_Extrait de page_
- - - - -
Aussi, le décret du 24 juin 2024 instaure une durée minimale de 2 ans d’exercice préalable. Cette durée est calculée en équivalent temps plein et tient compte de l’ensemble des périodes au cours desquelles le professionnel a exercé la même profession ou fonction dans un autre cadre que celui d’un contrat de mission. La charge de la preuve revient à l’entreprise de travail temporaire (voir supra).
Cette norme est vivement critiquée, car même si l’objectif de cette loi est noble et vise à limiter les déserts médicaux en France, elle limite les nouveaux diplômés dans leur début de carrière. Toutefois, le personnel médical n’est pas le seul impacté par cette loi, les ETT en subissent également les conséquences.
En effet, l’arrêté du 28 juin 2024 vise également à responsabiliser les entreprises de travail temporaire. Elles sont désormais chargées de vérifier le respect de cette durée légale. Pour débuter un contrat de mission, les intérimaires médicaux devront fournir une attestation sur l’honneur et diverses pièces complémentaires.
L’attestation sur l’honneur devra être datée et signée et devra lister leurs périodes de travail (hors intérim) effectuées dans la profession.
L’attestation doit préciser :
- Le nom, le prénom, la date de naissance du professionnel
- La profession et la spécialité exercées
- Pour chaque période de travail hors interim :
- La nature de l’activité (libérale, salariée ou publique)
- Le nom de l’établissement ou de la structure employeur
- La nature du contrat
- Les dates de début et de fin de période
- La quotité de travail (si applicable)
- Pour les professions règlementées, une copie du diplôme ou de l’autorisation d’exercice est également requise.
Aussi, les ETT, après vérification, devront conserver ces pièces justificatives pour une durée de 5 ans. Elles devront également attester du respect de la durée légale auprès des entreprises utilisatrices (EU) au plus tard lors de la signature du contrat de mise à disposition. On comprend bien ici que la charge probatoire pèse sur l’entreprise de travail temporaire (ETT) et non sur l’intérimaire médical.
- - - - -
_Données fournies_
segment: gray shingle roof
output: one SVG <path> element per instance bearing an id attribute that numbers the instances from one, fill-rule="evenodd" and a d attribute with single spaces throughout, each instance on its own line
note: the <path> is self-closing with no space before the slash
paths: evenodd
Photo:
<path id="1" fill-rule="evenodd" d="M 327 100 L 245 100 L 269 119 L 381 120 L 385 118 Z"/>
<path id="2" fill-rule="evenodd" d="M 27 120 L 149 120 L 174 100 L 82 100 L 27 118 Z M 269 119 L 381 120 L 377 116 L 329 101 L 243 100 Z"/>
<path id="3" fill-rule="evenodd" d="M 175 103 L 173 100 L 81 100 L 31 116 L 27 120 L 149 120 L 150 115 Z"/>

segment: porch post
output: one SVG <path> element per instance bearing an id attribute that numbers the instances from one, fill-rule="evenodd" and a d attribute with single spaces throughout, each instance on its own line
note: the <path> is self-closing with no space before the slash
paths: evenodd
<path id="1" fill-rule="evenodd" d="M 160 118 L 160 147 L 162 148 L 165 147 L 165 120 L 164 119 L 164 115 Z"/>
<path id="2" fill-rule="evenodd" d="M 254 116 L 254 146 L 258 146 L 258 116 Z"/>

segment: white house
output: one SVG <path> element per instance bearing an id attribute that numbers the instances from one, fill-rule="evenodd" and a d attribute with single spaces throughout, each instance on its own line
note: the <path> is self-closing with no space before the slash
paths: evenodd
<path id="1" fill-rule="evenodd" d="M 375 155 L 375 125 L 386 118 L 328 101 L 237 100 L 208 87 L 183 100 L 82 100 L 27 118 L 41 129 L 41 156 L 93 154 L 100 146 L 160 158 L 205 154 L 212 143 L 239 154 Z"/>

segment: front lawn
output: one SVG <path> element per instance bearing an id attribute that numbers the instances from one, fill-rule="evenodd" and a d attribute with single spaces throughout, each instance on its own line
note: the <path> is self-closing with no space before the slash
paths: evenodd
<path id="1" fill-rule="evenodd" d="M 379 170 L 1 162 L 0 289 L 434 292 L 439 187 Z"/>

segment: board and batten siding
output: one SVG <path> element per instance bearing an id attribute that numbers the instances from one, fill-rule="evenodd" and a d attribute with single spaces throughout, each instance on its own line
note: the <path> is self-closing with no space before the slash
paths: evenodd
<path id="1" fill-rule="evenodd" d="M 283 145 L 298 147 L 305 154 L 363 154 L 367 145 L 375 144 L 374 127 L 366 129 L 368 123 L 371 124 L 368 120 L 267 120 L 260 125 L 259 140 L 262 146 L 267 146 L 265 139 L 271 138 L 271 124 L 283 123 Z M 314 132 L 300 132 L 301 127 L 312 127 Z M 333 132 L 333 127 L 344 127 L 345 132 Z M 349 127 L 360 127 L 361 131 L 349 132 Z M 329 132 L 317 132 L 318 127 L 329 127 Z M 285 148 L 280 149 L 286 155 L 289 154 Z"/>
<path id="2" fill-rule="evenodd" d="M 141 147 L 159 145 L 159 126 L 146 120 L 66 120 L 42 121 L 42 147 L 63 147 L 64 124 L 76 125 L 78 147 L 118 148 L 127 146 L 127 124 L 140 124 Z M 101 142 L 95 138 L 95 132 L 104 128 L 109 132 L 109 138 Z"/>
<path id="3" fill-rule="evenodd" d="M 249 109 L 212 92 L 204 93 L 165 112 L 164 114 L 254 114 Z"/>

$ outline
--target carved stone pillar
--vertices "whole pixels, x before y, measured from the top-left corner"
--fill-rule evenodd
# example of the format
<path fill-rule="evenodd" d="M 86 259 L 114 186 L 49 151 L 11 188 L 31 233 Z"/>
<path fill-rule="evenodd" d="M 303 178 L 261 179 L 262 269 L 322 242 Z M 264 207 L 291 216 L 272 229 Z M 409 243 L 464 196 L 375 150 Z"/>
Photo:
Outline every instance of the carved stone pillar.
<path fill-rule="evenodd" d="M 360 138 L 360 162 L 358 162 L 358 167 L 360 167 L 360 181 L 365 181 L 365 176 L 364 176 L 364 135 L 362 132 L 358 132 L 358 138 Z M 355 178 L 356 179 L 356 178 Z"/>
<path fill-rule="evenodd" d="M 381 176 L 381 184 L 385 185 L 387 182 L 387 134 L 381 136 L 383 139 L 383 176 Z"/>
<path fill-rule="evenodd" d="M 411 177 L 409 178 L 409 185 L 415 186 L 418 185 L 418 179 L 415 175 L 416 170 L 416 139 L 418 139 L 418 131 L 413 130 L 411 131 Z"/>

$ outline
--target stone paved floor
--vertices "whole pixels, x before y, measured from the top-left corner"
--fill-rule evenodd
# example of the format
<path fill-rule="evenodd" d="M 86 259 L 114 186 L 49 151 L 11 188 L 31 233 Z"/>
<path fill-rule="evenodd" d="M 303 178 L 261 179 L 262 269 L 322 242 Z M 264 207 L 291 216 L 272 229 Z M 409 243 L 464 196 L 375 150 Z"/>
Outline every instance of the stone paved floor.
- - - - -
_Consigne 1_
Répondez aux questions suivantes à partir de l'extrait sur l'intérim médical :
(a) Quelle durée minimale d'exercice préalable le décret du 24 juin 2024 instaure-t-il ?
(b) Pendant combien de temps les ETT doivent-elles conserver les pièces justificatives après vérification ?
(c) Pour les professions règlementées, quel document est également requis ?
_Consigne 2_
Reproduisez fidèlement le passage de l'extrait sur l'intérim médical compris entre « En effet, l’arrêté » et « salariée ou publique) », ces deux segments inclus.

_Réponse rédigée 1_
(a) 2 ans.
(b) 5 ans.
(c) Une copie du diplôme ou de l'autorisation d'exercice.

_Réponse rédigée 2_
En effet, l’arrêté du 28 juin 2024 vise également à responsabiliser les entreprises de travail temporaire. Elles sont désormais chargées de vérifier le respect de cette durée légale. Pour débuter un contrat de mission, les intérimaires médicaux devront fournir une attestation sur l’honneur et diverses pièces complémentaires.
L’attestation sur l’honneur devra être datée et signée et devra lister leurs périodes de travail (hors intérim) effectuées dans la profession.
L’attestation doit préciser :
- Le nom, le prénom, la date de naissance du professionnel
- La profession et la spécialité exercées
- Pour chaque période de travail hors interim :
- La nature de l’activité (libérale, salariée ou publique)